• **Your instructions**
Copy the items from the start through the line containing "[[[49,79],[46,81],[46,84],[51,86],[58,86],[59,82],[54,79]]]", swapping "side mirror" for "wing mirror" and keeping everything else the same. Leave the pictures out.

** start Records provided **

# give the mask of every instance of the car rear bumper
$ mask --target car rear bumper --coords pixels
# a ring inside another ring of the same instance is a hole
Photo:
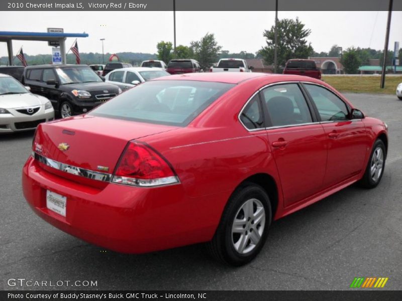
[[[34,129],[40,123],[52,120],[54,111],[49,109],[41,114],[18,115],[16,116],[11,114],[0,114],[0,134]]]
[[[24,167],[22,182],[28,204],[44,220],[118,252],[141,253],[207,241],[217,226],[216,219],[199,215],[204,199],[189,199],[181,185],[95,188],[50,173],[32,157]],[[65,217],[47,208],[47,190],[66,197]]]

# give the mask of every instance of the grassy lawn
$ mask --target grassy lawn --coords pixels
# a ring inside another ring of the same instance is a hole
[[[380,88],[381,76],[326,76],[322,79],[341,92],[395,94],[396,86],[402,82],[400,76],[385,76],[384,89]]]

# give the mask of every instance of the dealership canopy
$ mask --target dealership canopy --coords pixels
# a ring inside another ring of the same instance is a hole
[[[5,42],[7,43],[7,50],[9,53],[9,64],[10,65],[13,64],[12,41],[13,40],[43,41],[50,43],[58,43],[60,45],[62,63],[65,64],[67,62],[65,45],[66,39],[67,38],[86,38],[88,35],[88,34],[0,31],[0,42]]]

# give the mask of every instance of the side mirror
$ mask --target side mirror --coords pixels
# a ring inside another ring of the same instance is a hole
[[[357,109],[352,109],[352,111],[350,112],[351,119],[363,119],[364,118],[364,114],[363,112]]]
[[[49,79],[46,81],[46,84],[51,86],[58,86],[59,82],[54,79]]]

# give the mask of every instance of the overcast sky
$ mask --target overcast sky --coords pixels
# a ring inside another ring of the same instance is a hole
[[[46,32],[48,27],[64,29],[66,33],[89,34],[78,39],[81,52],[154,53],[161,41],[173,42],[172,12],[12,12],[0,13],[0,31]],[[262,33],[270,28],[273,12],[177,12],[177,44],[188,45],[207,32],[215,34],[223,49],[231,52],[255,53],[265,45]],[[384,47],[386,12],[279,12],[278,18],[298,17],[312,30],[308,40],[318,52],[328,52],[337,44],[381,49]],[[38,17],[38,15],[40,16]],[[74,39],[67,39],[69,48]],[[392,13],[390,49],[398,41],[402,47],[402,12]],[[14,41],[14,54],[21,45],[29,55],[51,54],[44,42]],[[0,43],[0,56],[7,55],[6,43]]]

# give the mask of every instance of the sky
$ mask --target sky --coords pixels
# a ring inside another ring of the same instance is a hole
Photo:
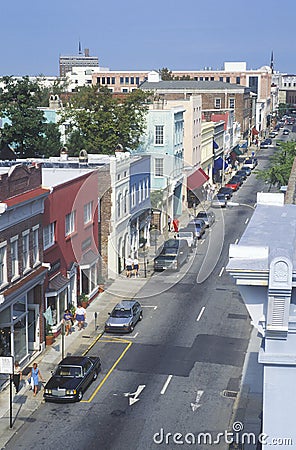
[[[15,0],[1,2],[0,76],[59,75],[89,48],[110,70],[222,69],[246,61],[296,73],[296,1]]]

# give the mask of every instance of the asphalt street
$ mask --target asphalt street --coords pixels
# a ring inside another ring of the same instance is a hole
[[[259,169],[270,152],[260,151]],[[231,429],[251,332],[225,266],[252,215],[244,205],[267,190],[248,177],[233,196],[241,206],[215,210],[215,224],[181,271],[157,273],[139,292],[144,318],[132,335],[103,334],[92,348],[102,372],[83,401],[42,404],[5,448],[148,450],[182,441],[182,448],[227,449],[200,435],[214,442]]]

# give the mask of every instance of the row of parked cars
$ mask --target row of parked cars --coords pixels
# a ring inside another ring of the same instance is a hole
[[[197,246],[198,240],[214,222],[215,214],[212,211],[200,211],[197,216],[192,217],[173,239],[164,242],[159,254],[154,258],[154,271],[180,270],[188,260],[189,253]]]
[[[257,158],[247,158],[240,170],[227,182],[224,187],[221,187],[217,195],[212,200],[213,207],[225,208],[227,201],[231,199],[233,192],[237,191],[243,184],[244,180],[251,175],[252,170],[257,166]]]

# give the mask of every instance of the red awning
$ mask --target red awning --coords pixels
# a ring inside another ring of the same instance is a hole
[[[210,177],[202,170],[197,169],[187,177],[187,189],[193,191],[202,186]]]
[[[259,131],[255,127],[252,128],[252,136],[258,136]]]

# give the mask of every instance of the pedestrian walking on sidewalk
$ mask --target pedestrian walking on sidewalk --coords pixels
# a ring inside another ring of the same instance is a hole
[[[20,381],[22,379],[22,371],[20,368],[20,363],[18,361],[15,361],[15,363],[14,363],[12,379],[13,379],[13,384],[15,386],[16,393],[18,393],[19,387],[20,387]]]
[[[126,261],[125,261],[127,278],[130,278],[132,276],[133,262],[134,261],[132,260],[131,255],[128,255],[128,258],[126,258]]]
[[[138,277],[139,276],[139,260],[137,257],[134,258],[133,268],[134,268],[135,277]]]
[[[71,314],[69,309],[66,309],[65,313],[64,313],[64,324],[65,324],[66,336],[68,336],[68,334],[71,333],[72,320],[73,320],[73,315]]]
[[[29,376],[29,380],[31,381],[31,386],[34,392],[34,397],[36,397],[36,394],[38,392],[39,378],[44,382],[43,376],[41,375],[37,363],[34,363]]]
[[[178,233],[178,231],[179,231],[179,220],[176,217],[173,220],[173,227],[174,227],[174,232]]]
[[[75,319],[78,322],[78,330],[82,330],[84,328],[84,322],[86,320],[86,310],[83,308],[83,306],[78,305],[75,311]]]

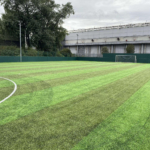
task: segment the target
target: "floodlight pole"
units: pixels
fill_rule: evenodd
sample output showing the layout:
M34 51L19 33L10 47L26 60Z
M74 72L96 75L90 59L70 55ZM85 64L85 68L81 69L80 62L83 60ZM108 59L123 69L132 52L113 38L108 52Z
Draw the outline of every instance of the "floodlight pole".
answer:
M77 53L78 53L78 34L77 34Z
M19 21L19 30L20 30L20 62L22 62L22 49L21 49L21 21Z

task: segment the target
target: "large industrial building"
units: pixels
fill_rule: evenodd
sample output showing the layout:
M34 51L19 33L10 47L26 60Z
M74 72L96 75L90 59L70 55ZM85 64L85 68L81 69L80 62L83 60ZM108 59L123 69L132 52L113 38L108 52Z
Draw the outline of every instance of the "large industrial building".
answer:
M150 23L72 30L63 41L73 54L89 57L101 57L103 46L125 53L128 44L135 45L135 53L150 53Z

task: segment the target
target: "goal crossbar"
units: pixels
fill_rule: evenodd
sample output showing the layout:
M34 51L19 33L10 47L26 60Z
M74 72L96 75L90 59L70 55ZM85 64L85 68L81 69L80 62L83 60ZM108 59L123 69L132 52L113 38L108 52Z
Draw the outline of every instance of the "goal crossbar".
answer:
M136 55L116 55L115 62L137 62Z

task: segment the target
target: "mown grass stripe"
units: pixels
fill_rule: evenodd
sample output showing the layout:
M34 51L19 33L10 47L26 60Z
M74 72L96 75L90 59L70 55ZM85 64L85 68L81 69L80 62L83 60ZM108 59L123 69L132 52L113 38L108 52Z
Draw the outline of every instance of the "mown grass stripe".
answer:
M95 63L94 65L96 66L96 65L101 65L101 64L104 64L104 63ZM108 63L108 64L112 64L112 63ZM74 64L70 64L70 63L66 63L65 64L65 66L79 66L79 65L81 65L81 64L77 64L77 63L74 63ZM83 63L82 65L92 65L91 63ZM41 65L41 64L39 64L39 65L27 65L27 66L25 66L25 67L22 67L22 66L20 66L20 67L18 67L18 66L12 66L11 68L0 68L0 71L11 71L11 70L15 70L15 71L17 71L17 70L23 70L23 69L35 69L35 68L40 68L40 67L50 67L50 68L54 68L54 67L63 67L64 66L64 64L44 64L44 65Z
M47 65L47 64L54 64L54 65L60 65L61 64L91 64L91 63L110 63L110 62L91 62L91 61L46 61L46 62L15 62L15 63L1 63L2 65L0 66L0 68L5 68L5 67L13 67L13 66L17 66L17 67L23 67L23 66L27 66L27 65Z
M130 68L120 72L113 72L105 76L93 77L82 81L56 86L53 88L51 88L51 86L49 85L50 88L48 89L14 96L9 99L9 102L6 101L2 105L0 105L1 124L10 122L14 119L20 118L21 116L25 116L35 111L41 110L45 107L55 105L67 99L76 97L80 94L89 92L90 90L104 86L111 82L115 82L118 79L124 78L137 72L144 71L145 69L146 66L143 66L143 68ZM33 85L32 91L35 91L36 88L37 86L34 87ZM53 97L51 97L52 95Z
M18 66L18 63L15 63L15 64L11 64L9 67L7 67L6 65L2 65L2 67L0 67L0 70L9 70L9 69L21 69L21 68L30 68L30 67L39 67L39 66L64 66L64 65L67 65L67 66L74 66L74 65L91 65L91 64L95 64L95 65L99 65L99 64L112 64L111 62L94 62L94 63L91 63L91 62L74 62L74 63L70 63L70 62L61 62L61 63L56 63L56 62L47 62L47 63L36 63L36 64L31 64L31 63L25 63L25 65L20 65Z
M71 149L148 82L149 73L116 77L116 82L0 126L0 148Z
M95 66L95 65L89 65L89 66ZM87 67L89 67L88 65L87 65ZM37 70L37 69L35 69L35 70L20 70L20 71L13 71L13 72L4 72L4 73L0 73L0 76L6 76L6 75L13 75L13 74L26 74L26 73L28 73L28 72L30 72L30 73L35 73L35 72L43 72L43 71L48 71L48 70L51 70L51 71L54 71L54 70L64 70L64 69L73 69L73 68L82 68L83 66L82 65L80 65L80 66L74 66L74 67L71 67L71 66L69 66L69 67L67 67L66 65L64 65L64 67L61 67L61 68L49 68L49 67L47 67L47 68L41 68L40 70Z
M150 81L72 150L149 150L149 89Z
M96 70L90 70L89 72L85 72L85 70L84 70L83 74L77 74L77 75L69 76L69 79L67 76L67 77L62 77L62 78L55 78L52 80L37 81L35 83L32 83L31 81L29 81L29 79L27 79L26 81L29 82L28 84L25 83L25 84L19 85L17 82L18 90L15 93L15 95L22 95L25 93L30 93L31 91L33 91L33 84L35 84L35 86L36 86L36 89L34 88L34 91L39 91L39 90L47 89L50 86L54 87L54 86L64 85L64 84L71 83L71 82L82 81L82 80L85 80L88 78L93 78L96 76L102 76L102 75L106 75L109 73L129 69L129 68L133 68L133 67L135 68L135 66L121 66L121 67L116 66L116 67L113 67L112 69L110 69L111 67L105 67L105 68L103 68L103 69L101 68L99 70L97 70L97 69ZM136 67L138 67L138 66L136 66ZM55 77L56 77L56 75L55 75ZM34 79L34 81L35 81L35 79ZM45 82L46 82L46 84L45 84ZM5 83L5 81L4 81L4 83ZM5 83L5 85L6 85L6 83ZM8 83L7 83L7 85L8 85ZM5 88L1 87L0 89L2 91L2 95L6 95L7 92L5 92L5 91L10 91L11 87L6 86Z
M120 65L121 67L123 67L123 65ZM125 65L126 66L126 65ZM130 65L127 65L127 67L129 66L130 68ZM73 76L73 75L80 75L80 74L85 74L85 73L89 73L89 72L95 72L95 71L101 71L101 70L107 70L107 69L110 69L110 68L118 68L119 65L117 66L101 66L99 68L94 68L94 69L81 69L81 70L78 70L78 71L71 71L71 72L60 72L60 73L56 73L56 74L48 74L48 75L37 75L37 76L34 76L34 77L31 77L31 76L27 76L27 77L24 77L24 78L17 78L17 79L13 79L17 85L21 85L21 84L27 84L27 83L35 83L39 80L50 80L50 79L56 79L56 78L63 78L63 77L70 77L70 76ZM131 68L134 67L134 66L131 66ZM10 78L12 79L12 78ZM1 87L8 87L9 84L5 84L5 82L3 83L2 81L0 82L0 88Z
M28 72L28 73L26 73L25 75L24 74L20 74L20 75L8 75L8 76L5 76L5 77L9 77L9 78L11 78L11 79L15 79L15 78L24 78L24 77L27 77L27 76L30 76L30 77L35 77L35 76L41 76L41 75L46 75L46 74L56 74L56 73L63 73L63 72L71 72L71 71L80 71L80 70L88 70L88 69L100 69L101 67L103 68L103 67L107 67L107 66L112 66L112 67L114 67L114 66L118 66L118 65L116 65L116 64L112 64L112 65L107 65L107 64L105 64L105 65L100 65L100 66L90 66L90 67L85 67L85 66L83 66L82 68L71 68L71 69L64 69L64 70L54 70L54 71L50 71L50 70L48 70L48 71L43 71L43 72L34 72L34 73L30 73L30 72ZM124 66L124 65L122 65L122 66Z
M101 65L101 64L99 64ZM65 65L66 68L71 68L71 67L80 67L81 65ZM93 66L91 64L85 64L84 66ZM95 65L94 65L95 66ZM26 67L26 68L17 68L17 69L9 69L9 70L0 70L0 74L3 72L14 72L14 71L25 71L25 70L37 70L37 69L53 69L53 68L61 68L64 67L64 65L62 66L53 66L53 65L46 65L46 66L37 66L37 67Z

** end Records provided **

• **Answer to this exercise**
# give the mask of every instance of the car rear bumper
$ mask --target car rear bumper --coords pixels
# a ring inside another ring of the same instance is a hole
Photo:
[[[34,129],[40,123],[52,120],[54,111],[49,109],[41,114],[18,115],[16,116],[11,114],[0,114],[0,134]]]
[[[24,167],[22,182],[28,204],[44,220],[118,252],[141,253],[207,241],[217,226],[216,219],[199,215],[204,199],[189,199],[181,185],[95,188],[50,173],[32,157]],[[65,217],[47,208],[47,190],[66,197]]]

# give the mask of every instance of the grassy lawn
$ mask --target grassy lawn --coords pixels
# a ring inside another ring of the same instance is a hole
[[[380,88],[381,76],[326,76],[322,79],[341,92],[395,94],[396,86],[402,82],[400,76],[385,76],[384,89]]]

# give the mask of every instance of the dealership canopy
$ mask --target dealership canopy --coords pixels
# a ring inside another ring of the same instance is a hole
[[[5,42],[7,43],[7,50],[9,53],[9,64],[10,65],[13,64],[12,41],[13,40],[43,41],[50,43],[58,43],[60,45],[62,63],[65,64],[67,62],[65,45],[66,39],[67,38],[86,38],[88,35],[88,34],[0,31],[0,42]]]

# give the mask of every instance of the wing mirror
$ mask --target wing mirror --coords pixels
# a ring inside another ring of the same instance is a hole
[[[357,109],[352,109],[352,111],[350,112],[351,119],[363,119],[364,118],[364,114],[363,112]]]
[[[49,79],[46,81],[46,84],[51,86],[58,86],[59,82],[54,79]]]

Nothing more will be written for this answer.